■ What to do ■
Type out the entries again, keeping every word unchanged.

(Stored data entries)
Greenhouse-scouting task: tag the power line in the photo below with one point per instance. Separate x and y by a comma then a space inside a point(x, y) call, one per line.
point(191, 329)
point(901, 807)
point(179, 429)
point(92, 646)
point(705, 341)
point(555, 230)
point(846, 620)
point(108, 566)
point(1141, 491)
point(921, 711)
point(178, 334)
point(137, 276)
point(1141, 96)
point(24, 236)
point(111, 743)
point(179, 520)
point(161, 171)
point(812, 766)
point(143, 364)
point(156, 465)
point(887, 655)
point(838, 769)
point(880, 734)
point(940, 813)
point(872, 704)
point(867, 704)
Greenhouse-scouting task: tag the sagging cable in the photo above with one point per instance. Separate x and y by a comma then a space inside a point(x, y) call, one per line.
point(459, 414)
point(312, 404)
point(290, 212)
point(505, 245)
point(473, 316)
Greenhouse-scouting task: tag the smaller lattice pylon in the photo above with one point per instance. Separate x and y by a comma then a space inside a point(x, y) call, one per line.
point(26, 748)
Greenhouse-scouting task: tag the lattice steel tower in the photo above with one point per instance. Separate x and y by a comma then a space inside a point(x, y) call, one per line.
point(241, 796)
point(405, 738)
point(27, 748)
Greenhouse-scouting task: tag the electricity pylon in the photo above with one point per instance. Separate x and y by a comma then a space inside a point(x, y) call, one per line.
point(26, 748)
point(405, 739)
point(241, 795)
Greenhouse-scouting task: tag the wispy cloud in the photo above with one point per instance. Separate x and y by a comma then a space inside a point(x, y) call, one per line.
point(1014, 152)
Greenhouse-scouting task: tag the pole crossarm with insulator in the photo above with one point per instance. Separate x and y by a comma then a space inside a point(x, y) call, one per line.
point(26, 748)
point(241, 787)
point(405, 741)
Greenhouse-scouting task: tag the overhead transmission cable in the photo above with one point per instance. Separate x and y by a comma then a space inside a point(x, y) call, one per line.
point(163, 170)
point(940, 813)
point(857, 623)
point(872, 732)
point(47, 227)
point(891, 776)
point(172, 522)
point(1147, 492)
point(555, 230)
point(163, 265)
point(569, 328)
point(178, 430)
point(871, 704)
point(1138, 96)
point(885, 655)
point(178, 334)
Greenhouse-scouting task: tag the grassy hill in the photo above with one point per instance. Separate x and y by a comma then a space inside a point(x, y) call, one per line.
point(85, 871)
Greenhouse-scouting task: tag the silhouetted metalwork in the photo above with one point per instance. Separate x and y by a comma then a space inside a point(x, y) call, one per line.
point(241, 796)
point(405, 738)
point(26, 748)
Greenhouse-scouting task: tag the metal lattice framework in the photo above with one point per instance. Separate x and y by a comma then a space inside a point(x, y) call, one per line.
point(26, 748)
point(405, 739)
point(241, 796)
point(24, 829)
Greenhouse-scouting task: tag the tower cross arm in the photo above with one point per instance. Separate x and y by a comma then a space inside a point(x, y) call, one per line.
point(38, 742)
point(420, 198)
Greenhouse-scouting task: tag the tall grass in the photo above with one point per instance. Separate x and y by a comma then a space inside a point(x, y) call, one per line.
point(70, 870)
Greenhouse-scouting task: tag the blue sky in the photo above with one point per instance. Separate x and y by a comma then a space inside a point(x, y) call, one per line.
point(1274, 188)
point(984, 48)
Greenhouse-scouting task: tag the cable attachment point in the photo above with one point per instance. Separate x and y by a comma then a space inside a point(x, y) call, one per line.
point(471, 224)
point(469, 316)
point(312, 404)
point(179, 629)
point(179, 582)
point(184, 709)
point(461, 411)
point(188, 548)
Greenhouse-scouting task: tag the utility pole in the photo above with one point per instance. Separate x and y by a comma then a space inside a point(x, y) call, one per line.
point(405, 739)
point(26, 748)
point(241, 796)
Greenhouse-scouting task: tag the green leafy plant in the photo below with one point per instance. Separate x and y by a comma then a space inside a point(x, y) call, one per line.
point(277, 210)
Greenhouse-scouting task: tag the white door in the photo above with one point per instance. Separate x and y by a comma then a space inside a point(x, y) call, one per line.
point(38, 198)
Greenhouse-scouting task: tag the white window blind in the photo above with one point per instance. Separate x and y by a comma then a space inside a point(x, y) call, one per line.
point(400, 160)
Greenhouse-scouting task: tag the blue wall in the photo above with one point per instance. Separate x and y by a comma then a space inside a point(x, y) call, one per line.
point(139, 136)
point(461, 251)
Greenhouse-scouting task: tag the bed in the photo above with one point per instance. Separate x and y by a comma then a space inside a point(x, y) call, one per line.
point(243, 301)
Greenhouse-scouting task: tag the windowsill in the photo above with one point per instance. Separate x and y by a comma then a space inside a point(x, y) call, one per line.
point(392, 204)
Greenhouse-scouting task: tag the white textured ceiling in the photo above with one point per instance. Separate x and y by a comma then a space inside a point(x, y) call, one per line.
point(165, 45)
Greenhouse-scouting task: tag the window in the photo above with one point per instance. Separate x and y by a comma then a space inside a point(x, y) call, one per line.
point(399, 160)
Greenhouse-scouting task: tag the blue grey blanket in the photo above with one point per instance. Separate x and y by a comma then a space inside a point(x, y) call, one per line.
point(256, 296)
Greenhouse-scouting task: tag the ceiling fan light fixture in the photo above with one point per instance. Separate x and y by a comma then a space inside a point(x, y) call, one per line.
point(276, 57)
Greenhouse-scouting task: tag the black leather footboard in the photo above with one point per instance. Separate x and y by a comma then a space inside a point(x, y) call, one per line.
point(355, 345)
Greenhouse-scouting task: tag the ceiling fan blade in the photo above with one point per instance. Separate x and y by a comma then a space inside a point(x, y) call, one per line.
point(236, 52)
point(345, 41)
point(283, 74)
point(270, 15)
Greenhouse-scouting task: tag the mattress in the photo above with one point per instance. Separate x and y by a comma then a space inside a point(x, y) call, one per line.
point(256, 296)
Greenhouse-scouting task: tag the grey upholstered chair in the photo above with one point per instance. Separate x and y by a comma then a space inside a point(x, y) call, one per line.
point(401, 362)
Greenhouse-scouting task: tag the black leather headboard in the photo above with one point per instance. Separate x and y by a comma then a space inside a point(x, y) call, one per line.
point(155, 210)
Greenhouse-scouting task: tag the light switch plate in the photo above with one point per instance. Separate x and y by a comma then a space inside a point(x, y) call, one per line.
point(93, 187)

■ Task output ■
Greenhouse-scouting task: tag the power line in the photo below with one point per instance. Separate x and y by a comma then a space inside a point(x, y) call, one per line.
point(191, 329)
point(901, 807)
point(179, 429)
point(92, 646)
point(705, 341)
point(555, 230)
point(846, 620)
point(108, 566)
point(1141, 491)
point(921, 711)
point(178, 334)
point(137, 276)
point(1141, 96)
point(24, 236)
point(111, 743)
point(179, 520)
point(161, 171)
point(812, 766)
point(143, 364)
point(156, 465)
point(887, 655)
point(838, 769)
point(880, 734)
point(940, 813)
point(872, 704)
point(867, 704)
Greenhouse-scouting task: tag the sagging cable in the photo above with one point per instance. Separate x and y by a comma then a space inside a point(x, y) call, one per line.
point(459, 414)
point(312, 404)
point(290, 212)
point(505, 245)
point(473, 316)
Greenhouse-scouting task: tag the smaller lattice pylon in the photo above with one point per instance. Separate x and y by a comma then a space inside a point(x, y) call, one per line.
point(26, 748)
Greenhouse-scouting task: tag the lattice steel tower in the photo above with one point per instance. Separate x and y by a comma then a space inside a point(x, y) call, one per line.
point(241, 796)
point(405, 738)
point(27, 748)
Greenhouse-scouting task: tag the electricity pylon in the photo above with one point per instance. Separate x and y by a comma then a space inside a point(x, y) call, one per line.
point(26, 748)
point(405, 739)
point(241, 795)
Greenhouse-scouting task: tag the wispy cloud in the photo above with one point per instance. Separate x and y by a comma then a space inside a point(x, y) call, one per line.
point(1014, 152)
Greenhouse-scouting task: tag the pole crossarm with insulator in the photo above with one point per instance. Separate x and y by a comma then a space inside a point(x, y) call, one per line.
point(26, 748)
point(241, 787)
point(405, 741)
Greenhouse-scouting task: tag the overhead transmission cable in the photo above with one point per instance. Separate x and y by a comma then a space inside a point(x, y) call, one per line.
point(163, 170)
point(940, 813)
point(857, 623)
point(872, 732)
point(47, 227)
point(891, 776)
point(172, 522)
point(1147, 492)
point(555, 230)
point(163, 265)
point(569, 328)
point(178, 430)
point(871, 704)
point(1138, 96)
point(885, 655)
point(178, 334)
Greenhouse-scouting task: tag the grassy hill in the photo above with one point per instance. Separate x and y by a comma then a space inside a point(x, y) call, one per line.
point(85, 871)
Greenhouse-scouting task: tag the silhouetted metalwork in the photo above with one point per instance. Separate x and y by a comma then a space inside a point(x, y) call, one per line.
point(241, 796)
point(405, 738)
point(26, 748)
Greenhouse-scouting task: tag the metal lattice framework in the photo above with one point per instance. Separate x and y by a comma then a space inside a point(x, y) call, one per line.
point(26, 748)
point(405, 739)
point(241, 796)
point(24, 829)
Greenhouse-scouting task: tag the tower cross arm in the photo above with one point per instance. Separate x and y by a comma then a space inside a point(x, y) call, one per line.
point(38, 742)
point(420, 198)
Greenhouse-scouting task: tag the tall grass in the photo above with one point per instance. Separate x and y by a comma then a space inside a point(x, y) call, one per line.
point(70, 870)
Greenhouse-scouting task: tag the blue sky in the photo above with one point per instance. Separate x and y by a comma then a space inside a point(x, y) call, one per line.
point(1274, 188)
point(984, 48)
Greenhouse-scouting task: tag the cable attachment point in the photo above with one point per instance. Separate x and y by a comma then a space inside a point(x, y) call, one per line.
point(471, 224)
point(469, 316)
point(312, 404)
point(179, 629)
point(179, 582)
point(184, 709)
point(461, 411)
point(188, 548)
Greenhouse-scouting task: tag the utility pole in the photo above with one point per instance. Separate x and y by a comma then a space inside a point(x, y) call, one per line.
point(405, 739)
point(26, 748)
point(241, 796)
Greenhouse-scouting task: tag the green leafy plant in the photo below with one point per instance. Separate x and y by a comma then a space inside a point(x, y) call, one per line.
point(277, 210)
Greenhouse-scouting task: tag the white door in the photo above with one point per instance. Separate x and y by a comma then a space inside a point(x, y) call, one per line.
point(38, 198)
Greenhouse-scouting task: tag the white window blind in the photo above with one point per instance. Separate x and y by a comma then a space inside a point(x, y) call, one per line.
point(400, 160)
Greenhouse-scouting task: tag the blue wall in the photo above with one point per instance. Separate x and y by a comma then a space inside a point(x, y) call, one per line.
point(139, 136)
point(461, 251)
Greenhouse-scouting task: tag the bed in the photo above with one point per instance. Separate x and y by a comma then a space inside a point(x, y) call, one per line.
point(243, 301)
Greenhouse-scouting task: tag the windowsill in the photo above with one point per instance. Separate x and y by a comma then a space inside a point(x, y) call, one per line.
point(392, 204)
Greenhouse-scouting task: tag the white textured ceiling in the photo above with one point per instance. Separate x and y by a comma then a space inside a point(x, y) call, one per line.
point(165, 45)
Greenhouse-scouting task: tag the window in the photo above with one point per instance. Separate x and y by a comma then a space inside a point(x, y) call, one per line.
point(399, 160)
Greenhouse-scouting task: tag the blue grey blanket in the photo above with one point per instance. Separate x and y by a comma then a space inside a point(x, y) call, one per line.
point(256, 296)
Greenhouse-scouting task: tag the ceiling fan light fixture in the photo above with one point per instance. Separate x and y by a comma then a space inside a point(x, y) call, one per line.
point(276, 57)
Greenhouse-scouting task: tag the black leather footboard in the photo above with one point per instance. Separate x and y by a comma then a space inside a point(x, y) call, one per line.
point(355, 345)
Greenhouse-scouting task: tag the ceiling fan blade in the photo above with one point per instance. Separate x and y by a comma then a space inside a point(x, y) call, one per line.
point(236, 52)
point(345, 41)
point(283, 74)
point(270, 15)
Greenhouse-scouting task: tag the mattress in the photo above with one point per instance. Separate x and y by a comma then a space inside a point(x, y) call, one per line.
point(256, 296)
Greenhouse-scouting task: tag the grey upholstered chair in the photo above with one point per instance. Separate x and y by a comma then a space inside a point(x, y) call, one per line.
point(401, 362)
Greenhouse-scouting task: tag the black leather headboard in the photo above with one point per instance. Separate x and y by a comma then a space inside a point(x, y) call, one per line.
point(155, 210)
Greenhouse-scouting task: tag the light switch plate in the photo above with one point per instance. Separate x and y by a comma then a space inside a point(x, y) call, one per line.
point(93, 187)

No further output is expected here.